Tarefas a realizar »
(A) Reescreva a parte do trecho sobre Esperança que começa em "Esta que ora" e segue até "dar uma surra.", trocando "galo" por "carneiro".
(B) Segundo o trecho sobre Esperança, em que data Altimar Pimentel recolheu a história no município?

Esperança é povoada de “causos”, contos e narrativas populares que são passados de geração em geração com certa parcimônia. Não obstante, cada cidadão tem uma estória para contar.
Esta que ora se apresenta foi recolhida em nosso município por Altimar Pimentel em 27 de novembro de 1979. Está no livro “Contos populares: Paraíba”, escrito em co-autoria com Osvaldo Meira Trigueiro (Editora Massangana: 1996), que passo a adaptar para melhor compreensão do leitor, mantendo incógnito o nome das personagens:
Um esperancense comparecendo a feira fez uma troca desmantelada, trocou uma vaca num galo, e o galo por um pão. Um camarada que acompanhara aquela empreitada deu azo a que sua esposa sabendo desse negócio, contrariada iria lhe dar uma sova.
No que respondeu o companheiro:
- Que nada, minha mulher nunca brigou comigo e não será dessa vez.
- Olha Fulano, que hoje Maria vai te dar uma surra.
- Minha esposa é paciente, vai entender. Olha, faço até uma aposta que tudo terminará na melhor forma possível.
- Pois bem – respondeu o amigo – quero é mesmo ver!
- Vou para casa, e você fica escondido ouvindo a conversa. Se perder a aposta, perco a minha casa prá você.
Apertou as mãos como sinal de confiança, fechando aquele trato.

[Registros]
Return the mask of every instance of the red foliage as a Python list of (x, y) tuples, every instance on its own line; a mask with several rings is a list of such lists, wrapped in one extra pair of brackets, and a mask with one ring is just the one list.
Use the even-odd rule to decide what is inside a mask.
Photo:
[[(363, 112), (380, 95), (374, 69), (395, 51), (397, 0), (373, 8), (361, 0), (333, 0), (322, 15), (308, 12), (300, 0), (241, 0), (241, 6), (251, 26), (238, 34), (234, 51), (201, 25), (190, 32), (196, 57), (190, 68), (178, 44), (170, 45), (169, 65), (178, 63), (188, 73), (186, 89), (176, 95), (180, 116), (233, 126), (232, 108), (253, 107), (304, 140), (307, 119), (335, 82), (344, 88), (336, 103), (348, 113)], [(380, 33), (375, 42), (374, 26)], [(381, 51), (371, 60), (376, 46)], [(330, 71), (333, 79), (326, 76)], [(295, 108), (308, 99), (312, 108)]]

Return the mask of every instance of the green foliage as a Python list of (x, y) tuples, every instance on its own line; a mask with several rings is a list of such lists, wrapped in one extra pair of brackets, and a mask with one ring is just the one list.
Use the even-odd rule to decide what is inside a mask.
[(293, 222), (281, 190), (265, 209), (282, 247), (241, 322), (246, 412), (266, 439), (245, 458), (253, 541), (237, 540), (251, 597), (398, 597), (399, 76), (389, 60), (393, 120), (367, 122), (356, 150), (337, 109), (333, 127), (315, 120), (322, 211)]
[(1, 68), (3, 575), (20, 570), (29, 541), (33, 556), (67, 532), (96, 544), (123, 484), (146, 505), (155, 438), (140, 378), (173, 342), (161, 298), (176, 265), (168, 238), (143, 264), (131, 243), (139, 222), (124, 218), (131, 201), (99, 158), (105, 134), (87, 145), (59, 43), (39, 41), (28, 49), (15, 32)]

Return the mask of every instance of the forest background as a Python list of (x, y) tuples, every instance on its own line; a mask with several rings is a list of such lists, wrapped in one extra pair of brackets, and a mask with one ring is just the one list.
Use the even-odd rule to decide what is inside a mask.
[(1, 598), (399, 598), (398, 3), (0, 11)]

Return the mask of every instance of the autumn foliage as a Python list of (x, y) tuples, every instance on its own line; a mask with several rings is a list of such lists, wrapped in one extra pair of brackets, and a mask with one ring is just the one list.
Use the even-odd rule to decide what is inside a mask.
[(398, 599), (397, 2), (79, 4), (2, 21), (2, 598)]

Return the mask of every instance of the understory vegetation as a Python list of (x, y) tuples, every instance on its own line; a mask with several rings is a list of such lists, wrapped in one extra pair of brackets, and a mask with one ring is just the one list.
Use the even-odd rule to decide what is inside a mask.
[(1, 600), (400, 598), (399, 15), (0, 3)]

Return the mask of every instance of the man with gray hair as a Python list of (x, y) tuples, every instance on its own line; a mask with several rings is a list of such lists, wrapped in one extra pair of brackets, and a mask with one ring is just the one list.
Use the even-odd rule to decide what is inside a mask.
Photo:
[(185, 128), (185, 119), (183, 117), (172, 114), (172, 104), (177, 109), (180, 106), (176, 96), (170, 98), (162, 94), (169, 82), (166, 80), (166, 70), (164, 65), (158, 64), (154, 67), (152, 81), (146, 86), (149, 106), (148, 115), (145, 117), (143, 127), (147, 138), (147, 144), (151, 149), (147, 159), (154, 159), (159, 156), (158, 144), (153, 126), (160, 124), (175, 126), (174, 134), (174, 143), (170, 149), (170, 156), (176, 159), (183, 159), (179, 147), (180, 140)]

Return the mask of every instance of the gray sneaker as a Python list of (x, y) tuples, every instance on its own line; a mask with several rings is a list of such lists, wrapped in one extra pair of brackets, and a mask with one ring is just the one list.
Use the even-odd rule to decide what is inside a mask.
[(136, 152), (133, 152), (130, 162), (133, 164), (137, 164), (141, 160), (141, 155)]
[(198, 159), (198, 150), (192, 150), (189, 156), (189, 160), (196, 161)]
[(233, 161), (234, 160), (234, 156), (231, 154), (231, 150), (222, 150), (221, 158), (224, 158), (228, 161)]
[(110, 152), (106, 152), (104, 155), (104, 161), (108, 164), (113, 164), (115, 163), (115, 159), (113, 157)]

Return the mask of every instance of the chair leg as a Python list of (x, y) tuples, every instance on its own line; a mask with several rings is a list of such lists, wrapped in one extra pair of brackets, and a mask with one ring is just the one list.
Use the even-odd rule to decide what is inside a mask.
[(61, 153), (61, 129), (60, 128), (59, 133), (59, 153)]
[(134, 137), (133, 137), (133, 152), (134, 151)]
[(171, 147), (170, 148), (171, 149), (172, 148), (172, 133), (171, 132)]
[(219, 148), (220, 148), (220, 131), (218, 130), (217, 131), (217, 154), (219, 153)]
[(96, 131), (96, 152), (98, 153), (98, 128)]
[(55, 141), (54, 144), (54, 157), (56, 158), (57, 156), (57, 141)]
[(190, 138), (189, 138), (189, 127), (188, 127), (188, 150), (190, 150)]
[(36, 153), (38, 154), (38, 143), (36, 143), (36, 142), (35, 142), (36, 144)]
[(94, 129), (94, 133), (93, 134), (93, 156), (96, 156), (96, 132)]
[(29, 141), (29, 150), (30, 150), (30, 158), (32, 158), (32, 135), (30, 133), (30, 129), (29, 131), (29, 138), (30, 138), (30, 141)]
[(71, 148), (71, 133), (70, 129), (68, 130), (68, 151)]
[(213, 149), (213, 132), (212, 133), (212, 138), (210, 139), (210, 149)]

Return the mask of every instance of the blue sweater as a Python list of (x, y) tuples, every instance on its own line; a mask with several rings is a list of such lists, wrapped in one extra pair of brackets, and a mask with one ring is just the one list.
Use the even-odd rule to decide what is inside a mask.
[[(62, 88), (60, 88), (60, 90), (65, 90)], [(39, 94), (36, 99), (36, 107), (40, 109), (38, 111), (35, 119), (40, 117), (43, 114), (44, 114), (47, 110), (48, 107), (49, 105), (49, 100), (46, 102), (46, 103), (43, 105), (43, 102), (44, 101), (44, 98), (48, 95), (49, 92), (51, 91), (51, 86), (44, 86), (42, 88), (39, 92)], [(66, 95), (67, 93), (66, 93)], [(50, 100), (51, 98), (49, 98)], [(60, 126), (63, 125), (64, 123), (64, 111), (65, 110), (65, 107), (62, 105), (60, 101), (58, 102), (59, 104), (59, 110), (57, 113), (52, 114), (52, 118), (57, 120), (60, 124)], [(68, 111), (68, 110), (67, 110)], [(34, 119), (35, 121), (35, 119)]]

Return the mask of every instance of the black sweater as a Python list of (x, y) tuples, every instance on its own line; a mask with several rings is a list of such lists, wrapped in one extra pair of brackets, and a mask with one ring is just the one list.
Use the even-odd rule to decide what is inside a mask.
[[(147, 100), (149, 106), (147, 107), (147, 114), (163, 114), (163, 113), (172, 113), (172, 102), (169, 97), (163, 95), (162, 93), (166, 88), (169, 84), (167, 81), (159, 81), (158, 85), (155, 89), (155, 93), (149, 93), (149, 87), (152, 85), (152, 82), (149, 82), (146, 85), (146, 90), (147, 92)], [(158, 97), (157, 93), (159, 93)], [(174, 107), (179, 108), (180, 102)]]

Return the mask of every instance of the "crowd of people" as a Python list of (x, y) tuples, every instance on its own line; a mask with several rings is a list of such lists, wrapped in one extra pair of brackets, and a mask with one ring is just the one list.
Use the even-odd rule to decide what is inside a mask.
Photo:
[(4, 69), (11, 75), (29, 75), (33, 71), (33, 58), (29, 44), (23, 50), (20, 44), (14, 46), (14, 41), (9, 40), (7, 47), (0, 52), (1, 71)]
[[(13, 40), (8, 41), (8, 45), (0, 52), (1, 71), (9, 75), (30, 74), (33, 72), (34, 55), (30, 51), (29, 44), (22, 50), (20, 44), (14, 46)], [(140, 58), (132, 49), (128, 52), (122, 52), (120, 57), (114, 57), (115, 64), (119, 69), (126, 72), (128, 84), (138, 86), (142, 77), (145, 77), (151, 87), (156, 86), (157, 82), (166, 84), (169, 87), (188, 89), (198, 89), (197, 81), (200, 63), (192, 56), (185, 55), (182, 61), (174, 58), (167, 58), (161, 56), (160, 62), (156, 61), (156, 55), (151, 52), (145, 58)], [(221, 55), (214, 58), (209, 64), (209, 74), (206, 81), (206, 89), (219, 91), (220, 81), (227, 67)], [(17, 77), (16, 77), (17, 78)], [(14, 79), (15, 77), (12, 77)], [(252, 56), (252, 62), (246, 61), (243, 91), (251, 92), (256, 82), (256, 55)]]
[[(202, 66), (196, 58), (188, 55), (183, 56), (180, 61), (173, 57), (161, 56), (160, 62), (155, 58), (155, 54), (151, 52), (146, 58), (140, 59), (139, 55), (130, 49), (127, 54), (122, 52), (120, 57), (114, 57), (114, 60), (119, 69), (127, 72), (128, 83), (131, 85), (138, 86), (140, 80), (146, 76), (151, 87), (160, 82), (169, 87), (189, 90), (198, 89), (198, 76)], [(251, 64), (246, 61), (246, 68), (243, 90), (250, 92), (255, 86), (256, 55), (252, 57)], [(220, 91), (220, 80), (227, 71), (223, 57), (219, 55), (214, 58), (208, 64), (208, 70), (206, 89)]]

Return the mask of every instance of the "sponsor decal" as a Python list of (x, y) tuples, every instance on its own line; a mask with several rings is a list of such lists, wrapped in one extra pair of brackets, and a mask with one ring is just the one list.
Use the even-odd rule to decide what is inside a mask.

Respostas em ordem »
(A)
Esta que ora se apresenta foi recolhida em nosso município por Altimar Pimentel em 27 de novembro de 1979. Está no livro “Contos populares: Paraíba”, escrito em co-autoria com Osvaldo Meira Trigueiro (Editora Massangana: 1996), que passo a adaptar para melhor compreensão do leitor, mantendo incógnito o nome das personagens:
Um esperancense comparecendo a feira fez uma troca desmantelada, trocou uma vaca num carneiro, e o carneiro por um pão. Um camarada que acompanhara aquela empreitada deu azo a que sua esposa sabendo desse negócio, contrariada iria lhe dar uma sova.
No que respondeu o companheiro:
- Que nada, minha mulher nunca brigou comigo e não será dessa vez.
- Olha Fulano, que hoje Maria vai te dar uma surra.

(B) Em 27 de novembro de 1979.